- [Material provided]:

══════

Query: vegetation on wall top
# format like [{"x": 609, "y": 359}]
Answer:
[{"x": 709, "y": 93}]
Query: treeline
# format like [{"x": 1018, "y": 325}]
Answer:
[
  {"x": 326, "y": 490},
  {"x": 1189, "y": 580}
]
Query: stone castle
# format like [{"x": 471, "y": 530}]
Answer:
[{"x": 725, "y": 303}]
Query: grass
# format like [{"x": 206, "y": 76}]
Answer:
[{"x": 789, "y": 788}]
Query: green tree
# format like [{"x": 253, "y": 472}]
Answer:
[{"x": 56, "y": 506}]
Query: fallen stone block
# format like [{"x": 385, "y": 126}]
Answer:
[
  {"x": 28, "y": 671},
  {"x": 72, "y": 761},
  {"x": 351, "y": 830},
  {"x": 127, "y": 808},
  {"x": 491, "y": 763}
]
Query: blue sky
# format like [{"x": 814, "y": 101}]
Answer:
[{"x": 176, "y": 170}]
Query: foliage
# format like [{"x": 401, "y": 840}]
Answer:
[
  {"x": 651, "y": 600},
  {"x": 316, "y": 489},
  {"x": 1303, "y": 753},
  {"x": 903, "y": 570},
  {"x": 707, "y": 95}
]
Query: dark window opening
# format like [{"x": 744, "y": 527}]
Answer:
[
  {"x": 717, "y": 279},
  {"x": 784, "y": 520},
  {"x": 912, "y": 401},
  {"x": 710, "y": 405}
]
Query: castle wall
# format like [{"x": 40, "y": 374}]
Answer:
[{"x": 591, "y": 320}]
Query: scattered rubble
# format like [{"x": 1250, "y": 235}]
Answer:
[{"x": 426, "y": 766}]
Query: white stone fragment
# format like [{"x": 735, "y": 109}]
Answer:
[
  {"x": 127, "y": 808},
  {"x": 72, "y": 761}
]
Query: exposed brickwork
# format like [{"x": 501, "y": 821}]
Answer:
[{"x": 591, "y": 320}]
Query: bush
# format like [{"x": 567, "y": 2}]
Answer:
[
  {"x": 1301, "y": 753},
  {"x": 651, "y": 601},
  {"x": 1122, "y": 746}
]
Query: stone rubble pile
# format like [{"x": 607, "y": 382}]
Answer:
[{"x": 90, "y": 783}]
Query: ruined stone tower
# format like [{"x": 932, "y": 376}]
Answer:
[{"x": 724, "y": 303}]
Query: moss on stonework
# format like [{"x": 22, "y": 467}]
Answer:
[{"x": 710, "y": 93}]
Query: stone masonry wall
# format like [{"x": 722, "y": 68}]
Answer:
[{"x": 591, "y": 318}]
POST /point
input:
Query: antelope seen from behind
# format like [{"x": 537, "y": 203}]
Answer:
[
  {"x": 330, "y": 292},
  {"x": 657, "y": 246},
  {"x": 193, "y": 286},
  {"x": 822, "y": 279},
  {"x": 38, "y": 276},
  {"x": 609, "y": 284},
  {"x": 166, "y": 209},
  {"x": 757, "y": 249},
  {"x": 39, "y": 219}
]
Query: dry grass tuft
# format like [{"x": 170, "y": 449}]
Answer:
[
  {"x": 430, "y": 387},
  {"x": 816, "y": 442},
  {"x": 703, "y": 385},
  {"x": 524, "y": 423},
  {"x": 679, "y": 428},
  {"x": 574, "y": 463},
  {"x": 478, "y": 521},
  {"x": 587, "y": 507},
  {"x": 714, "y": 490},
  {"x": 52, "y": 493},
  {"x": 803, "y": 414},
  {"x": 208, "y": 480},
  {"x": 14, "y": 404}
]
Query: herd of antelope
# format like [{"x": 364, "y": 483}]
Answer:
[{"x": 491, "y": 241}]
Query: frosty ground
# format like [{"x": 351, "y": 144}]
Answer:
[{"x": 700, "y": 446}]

══════

- [About this exercise]: For this task, retype the material exactly, line for line.

- [Result for this task]:
Query: vegetation on wall top
# format like [{"x": 609, "y": 359}]
Answer:
[{"x": 709, "y": 93}]
Query: treeline
# format like [{"x": 1018, "y": 325}]
Answer:
[
  {"x": 326, "y": 490},
  {"x": 1189, "y": 580}
]
Query: stone castle
# format like [{"x": 471, "y": 530}]
Answer:
[{"x": 725, "y": 303}]
Query: grass
# format like [{"x": 206, "y": 76}]
Answer:
[{"x": 789, "y": 788}]
Query: green tree
# format like [{"x": 253, "y": 472}]
Answer:
[{"x": 56, "y": 506}]
Query: fallen stone block
# format like [{"x": 385, "y": 126}]
Answer:
[
  {"x": 28, "y": 671},
  {"x": 72, "y": 761},
  {"x": 351, "y": 830},
  {"x": 127, "y": 808},
  {"x": 491, "y": 763}
]
Query: blue sky
# format like [{"x": 814, "y": 101}]
Answer:
[{"x": 176, "y": 170}]
Query: foliage
# format like [{"x": 401, "y": 840}]
Answer:
[
  {"x": 651, "y": 600},
  {"x": 316, "y": 489},
  {"x": 1303, "y": 753},
  {"x": 903, "y": 570},
  {"x": 707, "y": 95}
]
Query: dark window opening
# format like [{"x": 744, "y": 527}]
Answer:
[
  {"x": 717, "y": 279},
  {"x": 784, "y": 520},
  {"x": 912, "y": 401},
  {"x": 710, "y": 405}
]
Query: castle wall
# format like [{"x": 40, "y": 374}]
Answer:
[{"x": 591, "y": 320}]
Query: scattered rubble
# format like [{"x": 1250, "y": 235}]
Answer:
[{"x": 426, "y": 766}]
Query: white stone fragment
# format like [{"x": 735, "y": 109}]
Answer:
[
  {"x": 127, "y": 808},
  {"x": 72, "y": 761}
]
Query: exposed brickwork
# format like [{"x": 501, "y": 821}]
Answer:
[{"x": 591, "y": 320}]
Query: bush
# format like [{"x": 567, "y": 2}]
Answer:
[
  {"x": 1301, "y": 753},
  {"x": 651, "y": 601},
  {"x": 1122, "y": 746}
]
Query: stone rubble pile
# format like [{"x": 607, "y": 382}]
Answer:
[{"x": 90, "y": 783}]
Query: ruined stone tower
# format like [{"x": 932, "y": 376}]
Answer:
[{"x": 724, "y": 303}]
Query: moss on stonework
# format like [{"x": 22, "y": 467}]
Answer:
[{"x": 710, "y": 93}]
Query: stone masonry wall
# format like [{"x": 722, "y": 68}]
Answer:
[{"x": 591, "y": 318}]
POST /point
input:
Query: antelope seen from behind
# format like [{"x": 537, "y": 203}]
Answer:
[
  {"x": 330, "y": 292},
  {"x": 657, "y": 246},
  {"x": 193, "y": 286},
  {"x": 822, "y": 279},
  {"x": 38, "y": 276},
  {"x": 609, "y": 284},
  {"x": 166, "y": 209},
  {"x": 757, "y": 249},
  {"x": 39, "y": 219}
]
Query: dry grass tuft
# format like [{"x": 170, "y": 449}]
Answer:
[
  {"x": 430, "y": 387},
  {"x": 816, "y": 442},
  {"x": 703, "y": 385},
  {"x": 524, "y": 423},
  {"x": 679, "y": 428},
  {"x": 574, "y": 463},
  {"x": 478, "y": 521},
  {"x": 587, "y": 507},
  {"x": 714, "y": 490},
  {"x": 52, "y": 493},
  {"x": 803, "y": 414},
  {"x": 208, "y": 480},
  {"x": 14, "y": 404}
]
Query: herd of antelope
# format like [{"x": 364, "y": 483}]
Answer:
[{"x": 491, "y": 241}]
Query: frosty ground
# format like [{"x": 351, "y": 144}]
Answer:
[{"x": 700, "y": 446}]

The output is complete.